──────── RECORDS SHOWN

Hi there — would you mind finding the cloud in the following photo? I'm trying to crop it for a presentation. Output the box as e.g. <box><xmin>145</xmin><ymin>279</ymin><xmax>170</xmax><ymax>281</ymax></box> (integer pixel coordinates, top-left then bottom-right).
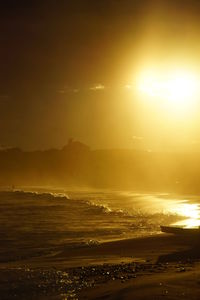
<box><xmin>132</xmin><ymin>136</ymin><xmax>143</xmax><ymax>141</ymax></box>
<box><xmin>89</xmin><ymin>84</ymin><xmax>105</xmax><ymax>91</ymax></box>
<box><xmin>57</xmin><ymin>87</ymin><xmax>79</xmax><ymax>94</ymax></box>
<box><xmin>124</xmin><ymin>84</ymin><xmax>133</xmax><ymax>90</ymax></box>
<box><xmin>57</xmin><ymin>89</ymin><xmax>66</xmax><ymax>94</ymax></box>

────────────────

● EXERCISE PROMPT
Output the lines above in full and exactly. Leave out every picture.

● ANSWER FOR THE TASK
Hi there — would you mind finding the cloud in the following photo? I'm trying to crop it for a presentation. Output the box as e.g. <box><xmin>145</xmin><ymin>279</ymin><xmax>170</xmax><ymax>281</ymax></box> (integer pixel coordinates, top-left then bottom-right).
<box><xmin>132</xmin><ymin>136</ymin><xmax>143</xmax><ymax>141</ymax></box>
<box><xmin>89</xmin><ymin>84</ymin><xmax>105</xmax><ymax>91</ymax></box>
<box><xmin>57</xmin><ymin>87</ymin><xmax>79</xmax><ymax>94</ymax></box>
<box><xmin>124</xmin><ymin>84</ymin><xmax>133</xmax><ymax>90</ymax></box>
<box><xmin>57</xmin><ymin>89</ymin><xmax>66</xmax><ymax>94</ymax></box>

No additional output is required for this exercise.